### Extracted text
Memory leak in CW agent prometheus 1.247348.0b251302

ashevtsov-wawa commented 3 years ago

After upgrading CW agent Prometheus from 1.247347.5b250583 to 1.247348.0b251302 the pod started getting killed by Kubernetes (OOMKilled). Memory limit is set to 2000m. Tried increasing the limit up to 8000m to no avail. Downgrading to 1.247347.5b250583 fixes the issue (with 2000m limit). We run the agent in EKS 1.19.

We are experiencing this in a couple environments, each running over 120 pods (including those of daemonsets). Environments where this is not an issue have ~30-50 pods running. Last messages in the container logs of the killed pods aren't consistent one instance:

...
2021-09-02T15:49:55Z D! [outputs.cloudwatchlogs] Wrote batch of 179 metrics in 1.201294006s
2021-09-02T15:49:55Z D! [outputs.cloudwatchlogs] Buffer fullness: 0 / 10000 metrics
2021-09-02T15:49:55Z D! [outputs.cloudwatchlogs] Pusher published 8 log events to group: /aws/containerinsights/redacted/prometheus stream: redacted with size 4 KB in 110.502908ms.

### Supplied entries
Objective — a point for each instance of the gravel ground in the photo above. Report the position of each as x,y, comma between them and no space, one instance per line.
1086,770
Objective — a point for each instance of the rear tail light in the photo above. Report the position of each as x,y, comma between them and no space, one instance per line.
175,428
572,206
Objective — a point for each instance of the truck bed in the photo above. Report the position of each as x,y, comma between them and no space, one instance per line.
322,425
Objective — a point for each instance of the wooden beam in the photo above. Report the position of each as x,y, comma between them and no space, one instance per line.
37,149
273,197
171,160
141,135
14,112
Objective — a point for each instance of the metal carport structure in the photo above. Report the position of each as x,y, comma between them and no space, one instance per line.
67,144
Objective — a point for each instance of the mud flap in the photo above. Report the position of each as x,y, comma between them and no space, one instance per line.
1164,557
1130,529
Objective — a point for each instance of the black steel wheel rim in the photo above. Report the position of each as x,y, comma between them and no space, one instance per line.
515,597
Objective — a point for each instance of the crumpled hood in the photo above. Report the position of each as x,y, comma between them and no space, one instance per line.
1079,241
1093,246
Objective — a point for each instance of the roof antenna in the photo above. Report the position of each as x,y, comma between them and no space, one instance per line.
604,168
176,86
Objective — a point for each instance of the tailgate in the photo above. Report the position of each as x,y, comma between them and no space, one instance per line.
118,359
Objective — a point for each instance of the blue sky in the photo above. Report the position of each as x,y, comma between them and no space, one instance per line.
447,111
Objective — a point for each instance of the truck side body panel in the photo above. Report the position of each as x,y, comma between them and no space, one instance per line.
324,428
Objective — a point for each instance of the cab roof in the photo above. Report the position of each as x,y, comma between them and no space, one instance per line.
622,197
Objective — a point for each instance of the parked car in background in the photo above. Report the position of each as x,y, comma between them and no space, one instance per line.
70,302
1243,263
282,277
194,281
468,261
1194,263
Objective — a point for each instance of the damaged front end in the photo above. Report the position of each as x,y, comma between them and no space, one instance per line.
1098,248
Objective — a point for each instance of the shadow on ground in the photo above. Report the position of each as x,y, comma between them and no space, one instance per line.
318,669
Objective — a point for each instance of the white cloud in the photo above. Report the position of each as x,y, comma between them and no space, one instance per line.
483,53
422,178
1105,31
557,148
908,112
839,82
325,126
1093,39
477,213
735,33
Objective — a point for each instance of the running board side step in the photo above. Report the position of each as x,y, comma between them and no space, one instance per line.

### Task requirements
Please list every distinct version number that appears in the memory leak thread. The lines come from a separate source and are unrelated to the memory leak thread.

### Solution to this problem
1.247348.0b251302
1.247347.5b250583
1.19 (EKS)